- **REQUIRED WORK**: Every record must appear in your reply exactly as written.

┌──

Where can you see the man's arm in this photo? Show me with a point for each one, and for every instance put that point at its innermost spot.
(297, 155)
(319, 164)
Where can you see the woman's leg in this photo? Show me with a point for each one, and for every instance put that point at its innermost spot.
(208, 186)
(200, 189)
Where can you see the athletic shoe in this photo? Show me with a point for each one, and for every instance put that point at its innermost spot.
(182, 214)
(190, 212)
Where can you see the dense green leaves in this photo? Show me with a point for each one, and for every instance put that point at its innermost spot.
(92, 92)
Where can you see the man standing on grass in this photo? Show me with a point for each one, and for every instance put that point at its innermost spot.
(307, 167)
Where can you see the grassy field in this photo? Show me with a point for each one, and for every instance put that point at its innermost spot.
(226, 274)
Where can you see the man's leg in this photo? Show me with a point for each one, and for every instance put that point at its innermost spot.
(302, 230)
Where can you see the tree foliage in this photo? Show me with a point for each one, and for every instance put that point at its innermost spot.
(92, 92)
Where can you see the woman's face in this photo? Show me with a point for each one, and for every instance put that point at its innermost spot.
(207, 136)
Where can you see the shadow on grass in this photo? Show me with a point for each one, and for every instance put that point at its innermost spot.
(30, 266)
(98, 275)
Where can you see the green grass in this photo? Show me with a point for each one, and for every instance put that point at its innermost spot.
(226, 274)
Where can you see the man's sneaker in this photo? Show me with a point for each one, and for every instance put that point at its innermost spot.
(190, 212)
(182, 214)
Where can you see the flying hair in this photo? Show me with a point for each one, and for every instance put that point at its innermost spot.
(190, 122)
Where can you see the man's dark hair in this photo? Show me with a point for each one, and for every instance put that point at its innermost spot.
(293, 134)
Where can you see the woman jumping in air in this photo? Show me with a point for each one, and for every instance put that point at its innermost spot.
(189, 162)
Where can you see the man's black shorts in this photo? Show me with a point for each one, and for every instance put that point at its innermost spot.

└──

- **ANSWER SPACE**:
Where can you see the man's arm in this photo? Show me with a point for each one, and for every instance put that point at its innermost spot.
(297, 155)
(319, 164)
Where can you see the woman's leg in this photo? Show me with a point for each one, and for every instance put that point at its innermost spot.
(208, 186)
(200, 189)
Where can you see the athletic shoe in this photo? Show me with a point for each one, and for every instance put that point at its innermost spot.
(182, 214)
(190, 212)
Where can you see the dense green leaves in this photo? Show me with a point for each one, and for every instance put that point at its innermost spot.
(92, 92)
Where can you see the man standing on grass in this photo? Show me with a point for each one, and for every instance put that point at its innermost spot.
(307, 167)
Where can you see the grassy field in this photo? Show me with a point for each one, and for every instance put that point at its innermost spot.
(226, 274)
Where can you see the man's leg in this photo? Show me with a point for each one, and for every instance put that point at its innermost spot.
(302, 230)
Where can you see the tree foliage in this photo? Show me with a point for each one, and for every instance put that point at its innermost spot.
(92, 92)
Where can you see the woman's face in this photo? Show me with a point for each one, and for every instance put that point at its innermost spot.
(207, 136)
Where can you see the shadow on grass in this photo? Show me with a point for each one, and for every instance put that point at its innermost spot.
(30, 266)
(98, 275)
Where can you see the green grass in this photo? Show me with a point for each one, and for every instance put that point at its innermost spot.
(226, 274)
Where can you see the man's sneaker in this photo? Show me with a point for each one, and for every instance put that point at its innermost spot.
(190, 212)
(182, 214)
Where can you see the flying hair in this photo? Show me with a point for each one, and for every instance put that point at its innermost spot.
(190, 122)
Where can you see the man's dark hair in this photo? Show me with a point for each one, and for every instance put that point at its innermost spot.
(293, 134)
Where can you see the woman jumping in air in this photo? Show me with a point for each one, and for every instance put that point at its innermost spot.
(189, 162)
Where can you see the man's black shorts in this photo? Show me with a point for each one, and for every instance put that point at its innermost spot.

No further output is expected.